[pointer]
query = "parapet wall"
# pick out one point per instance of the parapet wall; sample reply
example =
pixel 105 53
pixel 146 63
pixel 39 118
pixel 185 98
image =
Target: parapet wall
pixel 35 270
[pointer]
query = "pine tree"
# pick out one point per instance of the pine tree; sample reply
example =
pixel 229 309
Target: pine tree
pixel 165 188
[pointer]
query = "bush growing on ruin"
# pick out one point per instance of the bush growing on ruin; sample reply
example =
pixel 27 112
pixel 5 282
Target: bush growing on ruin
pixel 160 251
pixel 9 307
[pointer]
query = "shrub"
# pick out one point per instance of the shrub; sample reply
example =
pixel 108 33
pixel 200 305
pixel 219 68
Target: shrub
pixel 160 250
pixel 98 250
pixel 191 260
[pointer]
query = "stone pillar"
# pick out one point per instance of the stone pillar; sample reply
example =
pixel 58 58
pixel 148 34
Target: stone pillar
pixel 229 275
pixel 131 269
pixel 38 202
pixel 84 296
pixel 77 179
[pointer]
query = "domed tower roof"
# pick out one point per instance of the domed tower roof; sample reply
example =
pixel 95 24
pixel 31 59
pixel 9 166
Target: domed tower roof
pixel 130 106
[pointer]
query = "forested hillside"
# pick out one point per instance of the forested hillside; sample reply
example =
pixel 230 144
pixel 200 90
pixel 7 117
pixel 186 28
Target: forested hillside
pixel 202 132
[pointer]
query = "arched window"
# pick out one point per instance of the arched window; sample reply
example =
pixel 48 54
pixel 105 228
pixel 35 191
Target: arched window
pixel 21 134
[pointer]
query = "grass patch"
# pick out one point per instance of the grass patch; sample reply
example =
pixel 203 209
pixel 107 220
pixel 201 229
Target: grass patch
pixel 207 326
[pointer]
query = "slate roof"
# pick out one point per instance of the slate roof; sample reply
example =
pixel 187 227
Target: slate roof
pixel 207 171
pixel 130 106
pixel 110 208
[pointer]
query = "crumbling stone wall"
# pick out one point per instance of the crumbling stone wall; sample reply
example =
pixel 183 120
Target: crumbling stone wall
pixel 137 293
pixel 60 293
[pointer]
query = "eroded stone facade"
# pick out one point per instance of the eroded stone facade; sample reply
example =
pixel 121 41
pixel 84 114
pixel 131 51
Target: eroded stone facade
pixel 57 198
------------------------------------
(TASK DETAILS):
Could you write out all of the entries precisely as they stand?

(TASK SOLUTION):
[pointer]
query = "parapet wall"
# pick out one point per instance of the parapet wall; sample reply
example =
pixel 105 53
pixel 146 63
pixel 39 118
pixel 185 98
image =
Target: parapet wall
pixel 35 270
[pointer]
query = "pine tree"
# pick out one point per instance of the pine tree; sample reply
example =
pixel 229 309
Target: pine tree
pixel 165 188
[pointer]
query = "bush growing on ruin"
# pick out one point per instance of the bush growing on ruin; sample reply
example =
pixel 27 112
pixel 5 282
Target: bush growing on ruin
pixel 160 251
pixel 9 307
[pointer]
query = "shrub"
# pick out one point per instance of the shrub; sample reply
example =
pixel 108 33
pixel 200 305
pixel 219 68
Target: shrub
pixel 160 250
pixel 98 250
pixel 191 260
[pointer]
query = "stone pillar"
# pick out one point per instance of the stone pillar; sample reply
example =
pixel 58 58
pixel 148 34
Target: stone pillar
pixel 229 275
pixel 131 269
pixel 38 202
pixel 84 296
pixel 77 179
[pointer]
query = "domed tower roof"
# pick out one point per instance of the domed tower roof; sample reply
example =
pixel 95 24
pixel 31 59
pixel 9 166
Target: domed tower roof
pixel 130 106
[pointer]
query = "forested hillside"
# pick out one point per instance of the forested hillside; sample reply
example =
pixel 230 144
pixel 200 90
pixel 7 117
pixel 186 28
Target: forested hillside
pixel 202 132
[pointer]
query = "arched window"
# pick out one point per instance of the arched window; sample reply
example =
pixel 48 54
pixel 105 228
pixel 35 191
Target: arched window
pixel 21 134
[pointer]
query = "grass patch"
# pick out one point per instance of the grass patch; sample reply
example =
pixel 203 209
pixel 107 220
pixel 201 229
Target: grass patch
pixel 207 326
[pointer]
query = "slate roof"
# pick out one point per instance of the slate roof; sample reply
example =
pixel 187 227
Target: slate roof
pixel 207 171
pixel 130 106
pixel 110 208
[pointer]
query = "crumbling stone wall"
# pick out one point per instance of the crumbling stone wall; sample reply
example =
pixel 183 120
Target: crumbling stone wall
pixel 137 293
pixel 60 293
[pointer]
query = "eroded stone facade"
# pick out one point per instance of the eroded stone facade; sample reply
example =
pixel 121 41
pixel 84 114
pixel 131 51
Target: eroded stone facade
pixel 57 198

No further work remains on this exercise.